- Information provided -
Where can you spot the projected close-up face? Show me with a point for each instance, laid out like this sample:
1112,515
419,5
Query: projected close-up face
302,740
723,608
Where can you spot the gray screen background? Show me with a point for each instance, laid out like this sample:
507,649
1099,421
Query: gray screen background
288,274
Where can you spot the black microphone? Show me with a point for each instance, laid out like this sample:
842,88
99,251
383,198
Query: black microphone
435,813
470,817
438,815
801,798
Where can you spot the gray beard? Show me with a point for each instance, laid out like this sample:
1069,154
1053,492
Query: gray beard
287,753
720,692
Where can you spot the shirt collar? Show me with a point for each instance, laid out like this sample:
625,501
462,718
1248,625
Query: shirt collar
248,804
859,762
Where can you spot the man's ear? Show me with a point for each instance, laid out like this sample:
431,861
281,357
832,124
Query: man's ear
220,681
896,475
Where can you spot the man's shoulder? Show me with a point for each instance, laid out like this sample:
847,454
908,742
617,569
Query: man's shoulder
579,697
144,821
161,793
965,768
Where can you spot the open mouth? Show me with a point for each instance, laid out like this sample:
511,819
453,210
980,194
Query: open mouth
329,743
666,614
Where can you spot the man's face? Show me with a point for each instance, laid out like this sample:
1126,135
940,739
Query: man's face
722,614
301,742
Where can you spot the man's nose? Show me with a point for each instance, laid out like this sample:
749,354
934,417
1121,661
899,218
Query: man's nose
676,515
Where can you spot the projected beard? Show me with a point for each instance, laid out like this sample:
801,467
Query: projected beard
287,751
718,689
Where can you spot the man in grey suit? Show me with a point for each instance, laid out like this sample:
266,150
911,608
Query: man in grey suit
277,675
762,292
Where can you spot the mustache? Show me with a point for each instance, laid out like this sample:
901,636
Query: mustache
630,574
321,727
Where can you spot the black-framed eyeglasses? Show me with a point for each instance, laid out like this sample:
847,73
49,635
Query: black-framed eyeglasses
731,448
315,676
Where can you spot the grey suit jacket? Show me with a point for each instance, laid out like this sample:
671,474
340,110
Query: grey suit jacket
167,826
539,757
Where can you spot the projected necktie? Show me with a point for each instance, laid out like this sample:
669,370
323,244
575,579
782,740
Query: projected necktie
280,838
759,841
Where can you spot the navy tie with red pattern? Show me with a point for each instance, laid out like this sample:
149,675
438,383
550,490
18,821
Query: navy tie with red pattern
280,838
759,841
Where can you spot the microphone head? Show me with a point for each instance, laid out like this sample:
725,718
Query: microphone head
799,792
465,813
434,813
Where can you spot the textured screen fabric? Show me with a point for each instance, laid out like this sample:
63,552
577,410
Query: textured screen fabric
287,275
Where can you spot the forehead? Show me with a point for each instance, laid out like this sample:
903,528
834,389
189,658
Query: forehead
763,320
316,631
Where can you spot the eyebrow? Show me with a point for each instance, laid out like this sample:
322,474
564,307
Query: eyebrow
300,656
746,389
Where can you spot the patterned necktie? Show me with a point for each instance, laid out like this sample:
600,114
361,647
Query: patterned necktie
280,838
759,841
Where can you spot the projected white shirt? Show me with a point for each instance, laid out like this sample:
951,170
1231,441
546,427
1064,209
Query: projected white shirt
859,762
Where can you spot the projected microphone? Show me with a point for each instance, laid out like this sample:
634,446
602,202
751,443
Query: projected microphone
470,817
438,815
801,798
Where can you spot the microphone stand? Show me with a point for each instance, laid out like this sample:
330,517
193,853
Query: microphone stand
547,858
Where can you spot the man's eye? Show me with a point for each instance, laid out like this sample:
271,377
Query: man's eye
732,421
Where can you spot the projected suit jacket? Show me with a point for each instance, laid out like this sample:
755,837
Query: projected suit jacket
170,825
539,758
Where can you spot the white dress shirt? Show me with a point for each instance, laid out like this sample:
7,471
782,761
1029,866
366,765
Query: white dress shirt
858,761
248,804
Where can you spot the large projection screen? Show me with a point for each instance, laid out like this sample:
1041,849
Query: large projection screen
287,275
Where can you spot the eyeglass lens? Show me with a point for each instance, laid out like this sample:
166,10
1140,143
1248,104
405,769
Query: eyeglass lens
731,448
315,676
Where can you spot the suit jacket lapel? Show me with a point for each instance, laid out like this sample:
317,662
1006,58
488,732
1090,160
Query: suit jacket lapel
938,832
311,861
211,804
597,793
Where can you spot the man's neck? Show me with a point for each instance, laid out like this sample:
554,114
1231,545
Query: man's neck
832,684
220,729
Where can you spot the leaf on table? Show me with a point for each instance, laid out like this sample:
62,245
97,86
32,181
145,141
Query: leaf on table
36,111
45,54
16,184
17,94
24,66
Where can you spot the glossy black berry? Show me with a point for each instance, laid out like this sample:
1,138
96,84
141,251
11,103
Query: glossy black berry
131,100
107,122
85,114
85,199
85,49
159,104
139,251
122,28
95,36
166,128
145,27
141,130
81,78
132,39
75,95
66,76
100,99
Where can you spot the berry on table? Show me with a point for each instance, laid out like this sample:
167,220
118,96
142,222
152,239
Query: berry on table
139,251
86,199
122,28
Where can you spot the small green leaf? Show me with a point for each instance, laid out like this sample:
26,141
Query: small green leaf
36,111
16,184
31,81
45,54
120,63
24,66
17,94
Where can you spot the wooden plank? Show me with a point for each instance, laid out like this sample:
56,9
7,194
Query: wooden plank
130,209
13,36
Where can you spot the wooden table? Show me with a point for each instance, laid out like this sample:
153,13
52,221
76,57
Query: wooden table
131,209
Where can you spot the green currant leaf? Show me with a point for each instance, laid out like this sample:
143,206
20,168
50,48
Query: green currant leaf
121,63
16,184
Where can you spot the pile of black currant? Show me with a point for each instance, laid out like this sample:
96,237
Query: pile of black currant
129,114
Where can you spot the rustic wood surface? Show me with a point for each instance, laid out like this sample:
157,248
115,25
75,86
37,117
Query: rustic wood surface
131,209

- Prompt -
Please print all the data again exactly as given.

- Answer section -
Where can you spot the projected close-up face? Show me with a point for each instance, laid out like this sample:
1112,515
419,5
Query: projected close-up face
302,740
723,608
Where can you spot the gray screen background? Show me with a point for each instance, laid out like this sample:
507,649
1099,421
Query: gray screen background
288,274
Where can you spot the black microphone? Show me with a point for each instance, laid out like this sample:
842,88
99,251
383,198
Query: black microphone
435,813
470,817
438,815
801,798
Where can you spot the gray beard? Show me with a point for each instance, laid out like this sample:
1069,154
1053,492
Query: gray beard
287,753
720,692
Where can you spot the shirt collar? Show me with a point for each instance, laid out like this sample:
625,501
462,718
1248,625
Query: shirt collar
248,804
859,762
Where can you spot the man's ear? Show me with a point for each instance, laid out like this sample:
431,861
281,357
832,124
Query: man's ear
220,681
896,475
Where can you spot the man's shoulder? Show me with a point for each instance, laid out like this sample:
847,454
908,742
617,569
Query: man's shoulder
579,697
144,821
161,793
965,768
Where can you spot the open mouth? Show me with a point for each instance, laid out like this sample:
511,819
453,210
980,194
Query: open mouth
329,743
666,614
Where can you spot the man's face? Show me with a point for each instance, laid out like this sample:
1126,135
940,739
Query: man's face
722,614
301,742
Where can you spot the man's nose? Show me with a point for each instance, laid out like this sample:
749,354
934,417
1121,661
899,218
Query: man's nose
676,515
Where can you spot the projected beard? Show me with a point for each instance, laid out like this sample:
801,467
Query: projected beard
287,751
718,689
Where can you spot the man in grey suit? Show me with a point for each instance, laid out like this sample:
266,150
911,608
Query: man in grey suit
277,675
762,292
Where can you spot the mustache? Show me with a point for each instance, laid out like this sample:
901,636
Query: mustache
630,574
321,727
Where can you spot the black-framed eyeglasses? Show me with a point for each instance, laid out like this sample:
847,73
49,635
Query: black-framed eyeglasses
731,448
315,676
Where can you spot the grey suit jacket? Show me with a point for each instance, laid out like this sample:
671,474
340,110
Query: grey suit jacket
167,826
539,757
Where can you spot the projected necktie? Show me with a point for each instance, laid out like this sample:
669,370
323,244
575,579
782,740
Query: projected necktie
280,838
759,841
Where can you spot the navy tie with red pattern? Show me with a point for each instance, laid out like this sample:
149,675
438,383
550,490
18,821
Query: navy tie with red pattern
280,838
759,841
Where can you spot the microphone head? Show me with a point for each instance, laid out like this sample:
725,718
Query: microphone head
799,792
465,813
434,813
Where can you spot the textured screen fabric? Show me with a point for each instance, laid out like this sample:
63,552
577,410
Query: textured screen fabric
287,275
Where can you spot the forehead? Show me with a point for each instance, laid out like this sample:
903,528
834,389
189,658
Query: forehead
763,320
316,631
Where can you spot the eyebrow? Show me with a point for each instance, laid out like this sample:
322,474
564,307
Query: eyebrow
300,656
746,389
Where can you spot the patterned necktie? Show me with a point for each instance, laid out like this sample:
600,114
361,647
Query: patterned necktie
280,838
759,841
Where can you spot the projected white shirt? Show me with a point for each instance, laid out like this sample:
951,170
1231,441
546,427
1064,209
Query: projected white shirt
859,762
Where can you spot the projected microphone? Show me with a point for each instance, laid out like this sample:
634,446
602,202
751,443
Query: projected microphone
470,817
438,815
801,798
Where can you spot the microphone stand? Show me with a point for each instance, laid out like this sample:
330,517
193,853
Query: microphone stand
547,858
Where can you spot the man's eye? Show me with a point for each instance, laid out like this sample:
271,377
Query: man's eye
732,421
Where can you spot the projected suit jacket? Show me with a point for each instance, laid out like this sample:
755,837
Query: projected suit jacket
170,825
539,758
Where can you spot the white dress shirt? Show me with a point for each instance, laid out like this sample:
7,471
782,761
1029,866
366,765
Query: white dress shirt
858,761
248,804
Where can you spot the large projection screen? Show me with a point for each instance, laid out like this sample:
1041,849
Query: large projection screen
287,275
Where can you spot the eyeglass lens? Show me with a point for each instance, laid out like this sample:
166,10
1140,143
1248,104
405,769
Query: eyeglass lens
731,448
315,676
Where can you spot the suit jacket lapel? Show me with a point for each instance, laid out like this sample:
317,662
1006,58
488,732
1090,160
Query: suit jacket lapel
938,832
311,861
211,804
597,793
Where can you spot the man's neck? Show me with a point for each instance, laid out like this sample:
554,114
1231,545
Query: man's neck
832,684
220,729
Where can you spot the leaf on table? Show me with a point for each instance, laid out like this sample:
62,245
97,86
32,181
145,141
Query: leaf on table
36,111
45,54
16,184
17,94
24,66
Where can you spot the glossy black berry? Show me with a point for each instance, laid out like this sample:
1,138
96,84
141,251
11,103
Query: glossy black berry
131,100
107,122
85,114
85,199
85,49
159,104
139,251
122,28
95,36
166,128
145,27
141,130
81,78
132,39
75,95
66,76
100,99
Where can you spot the berry on table? Show me with a point for each instance, laid out like this sample:
167,220
118,96
142,222
152,239
Query: berry on table
139,251
86,199
122,28
Where can you spot the small green leaf? Show me with a point for each instance, laid out like this sample:
26,141
Query: small green leaf
36,111
16,184
31,81
45,54
120,63
24,66
17,94
Where can you spot the wooden plank? Show me with a point for each instance, laid out like this sample:
56,9
7,194
Query: wooden plank
130,209
13,36
Where can you spot the wooden table? Show me with a point for each instance, laid out like this sample:
153,13
52,221
76,57
Query: wooden table
131,209
Where can you spot the green currant leaf? Show me with a point for each instance, laid out like this sample:
143,206
20,168
50,48
Query: green currant leaf
121,63
16,184
Where can you spot the pile of black currant? Show me with a point for each instance, laid out like this sample:
96,237
Query: pile of black currant
129,114
Where can you spot the rustic wood surface? Show me with a point for each instance, laid out like this sample:
157,248
115,25
75,86
37,117
Query: rustic wood surface
131,209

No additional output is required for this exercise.